§ **Data provided**
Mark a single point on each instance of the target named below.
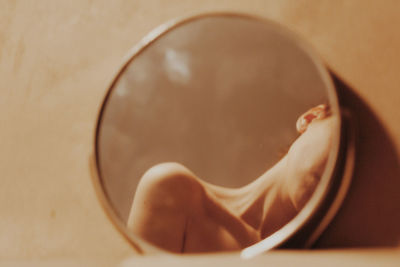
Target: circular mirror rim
(314, 202)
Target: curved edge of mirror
(314, 225)
(318, 197)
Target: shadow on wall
(370, 215)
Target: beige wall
(57, 59)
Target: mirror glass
(215, 134)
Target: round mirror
(221, 132)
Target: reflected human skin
(177, 211)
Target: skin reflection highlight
(177, 211)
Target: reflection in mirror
(216, 134)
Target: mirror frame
(304, 229)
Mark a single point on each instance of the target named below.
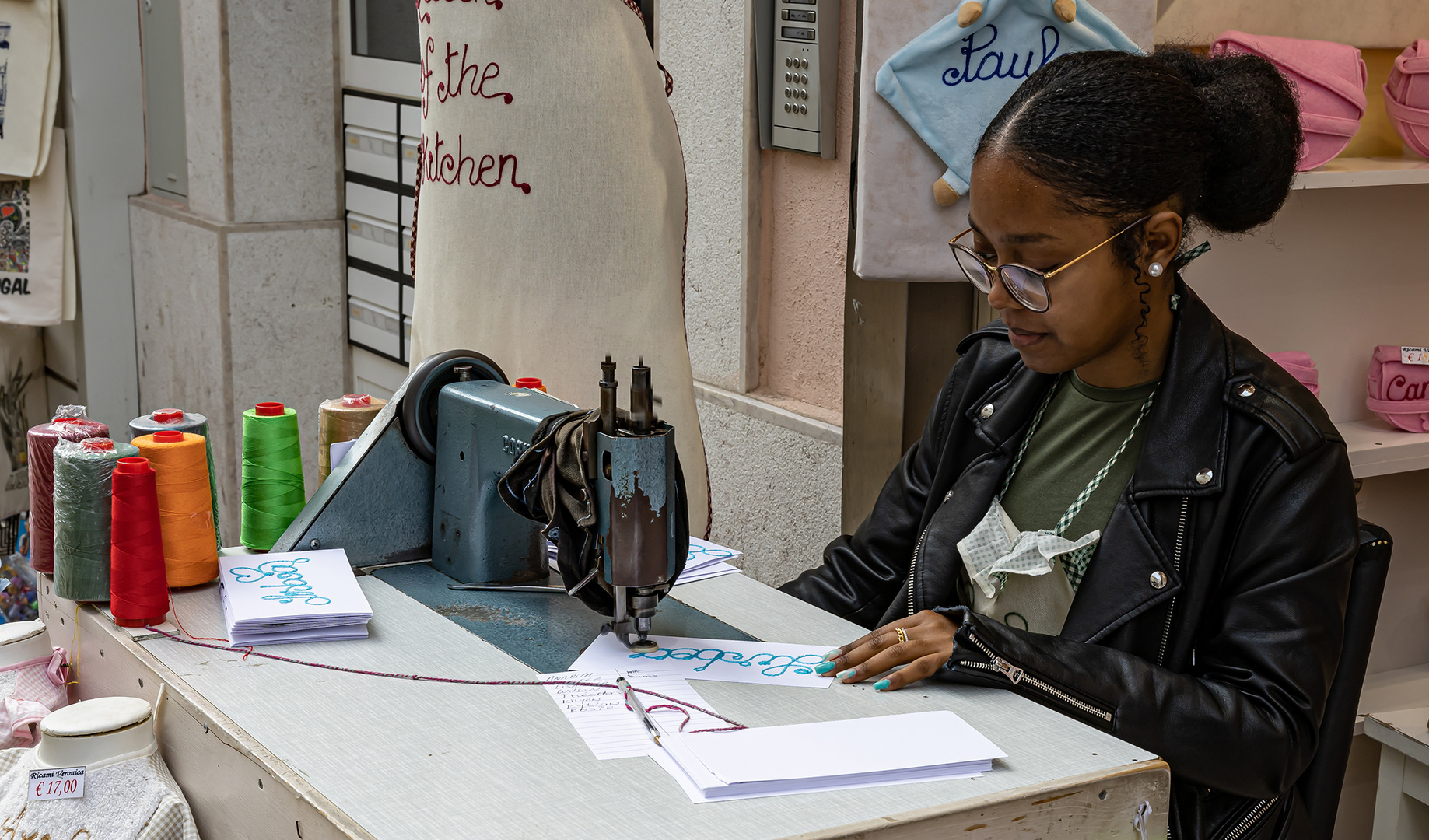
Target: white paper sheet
(832, 754)
(842, 747)
(609, 727)
(706, 572)
(712, 659)
(698, 796)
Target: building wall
(239, 293)
(765, 266)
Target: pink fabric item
(1406, 96)
(1301, 366)
(1329, 79)
(37, 691)
(1398, 392)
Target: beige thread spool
(339, 420)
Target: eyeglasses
(1028, 286)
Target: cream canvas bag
(29, 83)
(551, 205)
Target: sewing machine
(420, 481)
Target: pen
(639, 709)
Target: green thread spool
(273, 490)
(82, 516)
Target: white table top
(411, 759)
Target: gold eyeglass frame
(1041, 276)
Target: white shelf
(1378, 449)
(1393, 691)
(1364, 172)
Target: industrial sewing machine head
(425, 481)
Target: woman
(1118, 507)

§ **What is expected**
Render the entries, from the line containing "Target: skin reflection highlight" up to and including their final line, as a Markdown table with the columns Row and Line. Give each line its own numbered row, and omit blank lines and the pictures.

§ **Task result**
| Row | Line |
|---|---|
| 1 | Target: skin reflection highlight |
| 2 | (177, 211) |
| 3 | Target: reflection in mirror |
| 4 | (216, 134) |
| 5 | Target: mirror frame |
| 6 | (304, 229) |
| 7 | Mark a single point on each instance of the target named below. |
| 8 | Target: white paper sheet |
| 9 | (832, 754) |
| 10 | (842, 747) |
| 11 | (609, 727) |
| 12 | (706, 572) |
| 13 | (712, 659) |
| 14 | (698, 796) |
| 15 | Target: building wall |
| 16 | (239, 293) |
| 17 | (765, 266) |
| 18 | Target: pink fabric item |
| 19 | (1406, 96) |
| 20 | (1301, 366) |
| 21 | (1329, 79) |
| 22 | (37, 691) |
| 23 | (1398, 392) |
| 24 | Target: beige thread spool |
| 25 | (339, 420) |
| 26 | Target: eyeglasses |
| 27 | (1028, 286) |
| 28 | Target: cream canvas bag |
| 29 | (29, 83) |
| 30 | (551, 205) |
| 31 | Target: sewing machine |
| 32 | (420, 481) |
| 33 | Target: pen |
| 34 | (639, 709) |
| 35 | Target: green thread spool |
| 36 | (273, 490) |
| 37 | (82, 516) |
| 38 | Target: white table top |
| 39 | (411, 759) |
| 40 | Target: gold eyeglass frame |
| 41 | (1041, 276) |
| 42 | Target: white shelf |
| 43 | (1378, 449) |
| 44 | (1393, 691) |
| 45 | (1364, 172) |
| 46 | Target: industrial sewing machine head |
| 47 | (425, 481) |
| 48 | Target: woman |
| 49 | (1118, 507) |